Items from a labeling collection:
● ● ● ●
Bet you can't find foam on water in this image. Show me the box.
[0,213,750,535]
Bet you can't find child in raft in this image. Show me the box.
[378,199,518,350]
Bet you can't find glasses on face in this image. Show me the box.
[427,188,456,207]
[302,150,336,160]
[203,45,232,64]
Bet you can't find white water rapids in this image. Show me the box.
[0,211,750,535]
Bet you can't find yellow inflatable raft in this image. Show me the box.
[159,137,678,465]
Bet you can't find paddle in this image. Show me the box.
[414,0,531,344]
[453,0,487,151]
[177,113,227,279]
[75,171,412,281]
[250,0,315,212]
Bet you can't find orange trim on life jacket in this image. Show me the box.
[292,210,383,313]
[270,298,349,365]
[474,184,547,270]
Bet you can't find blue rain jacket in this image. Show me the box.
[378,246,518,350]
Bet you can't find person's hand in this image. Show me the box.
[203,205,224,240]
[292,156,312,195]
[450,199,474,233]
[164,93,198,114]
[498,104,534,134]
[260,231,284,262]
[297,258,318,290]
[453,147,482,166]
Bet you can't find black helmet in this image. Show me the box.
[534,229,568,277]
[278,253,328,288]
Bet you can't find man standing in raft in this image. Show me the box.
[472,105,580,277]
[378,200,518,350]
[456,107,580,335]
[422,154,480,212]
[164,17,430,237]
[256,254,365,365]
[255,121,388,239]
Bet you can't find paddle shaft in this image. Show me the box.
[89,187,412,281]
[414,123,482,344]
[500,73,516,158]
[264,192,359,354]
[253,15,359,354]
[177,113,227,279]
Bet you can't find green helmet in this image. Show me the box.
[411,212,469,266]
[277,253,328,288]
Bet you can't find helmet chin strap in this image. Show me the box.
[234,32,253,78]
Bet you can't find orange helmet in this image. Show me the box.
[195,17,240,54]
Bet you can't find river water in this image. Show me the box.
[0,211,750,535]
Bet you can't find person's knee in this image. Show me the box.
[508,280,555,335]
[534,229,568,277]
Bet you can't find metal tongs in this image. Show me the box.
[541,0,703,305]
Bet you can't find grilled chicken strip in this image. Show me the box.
● ● ● ●
[EXERCISE]:
Update every one of the records above by changing "Show me the box" to "Give the bounding box" wherever it appears, and leave all other text as it is.

[SOLUTION FOR THIS TASK]:
Bet you can't find foam on water in this image. Give the bounding box.
[0,213,750,535]
Bet you can't find child in raft in this image. Give the bounding box.
[378,199,518,350]
Bet you can't find glasses on face in this image. Give the bounding box.
[427,188,456,207]
[302,150,336,160]
[203,45,232,64]
Bet you can't find white water rapids in this image. Give the bounding box.
[0,211,750,535]
Bet you can't find yellow inflatable raft in this image. Give the bounding box.
[159,137,678,465]
Bet you can't find paddle in this image. Give the bounding box.
[414,0,531,344]
[453,0,487,151]
[177,113,227,279]
[75,171,412,281]
[250,0,315,212]
Bet you can't find orange trim on life jacket in this image. Give the bounding box.
[292,210,383,313]
[270,298,349,365]
[474,184,547,270]
Bet you can't find blue rain jacket in this image. Give the bounding box.
[378,246,518,350]
Bet you can't find person's hand in this image. Give the bounding box.
[203,205,224,240]
[292,156,312,195]
[450,199,474,233]
[164,93,198,114]
[498,104,534,134]
[260,231,284,262]
[297,258,318,290]
[453,147,482,166]
Bet you can't find black helmet in this image. Give the bounding box.
[534,229,568,277]
[278,253,328,288]
Bet you can't find man standing in raft in this image. Give the bounding box.
[472,105,580,277]
[378,200,518,350]
[456,107,580,335]
[422,154,480,212]
[164,17,430,237]
[256,254,365,365]
[255,121,388,239]
Bet you can't find paddle shaft in this image. Give the bounding box.
[89,187,412,281]
[414,123,482,344]
[500,73,516,158]
[264,192,359,354]
[253,15,359,354]
[177,113,227,279]
Bet you can't find green helmet in this image. Give the bounding box.
[411,212,469,266]
[277,253,328,288]
Bet you can't find helmet chin strap in this image. Give the bounding box.
[234,32,253,78]
Bet you can't find orange helmet in this image. Give the bounding box.
[195,17,240,54]
Bet you can't find river water in this image. Give the bounding box.
[0,211,750,535]
Bet you can't find person's knee in this image. Give the bounding box.
[508,280,555,335]
[534,229,568,277]
Bet you can't find metal tongs in this image. Give the bounding box.
[541,0,703,305]
Bet you can't find grilled chicken strip in this image. Give the bounding box.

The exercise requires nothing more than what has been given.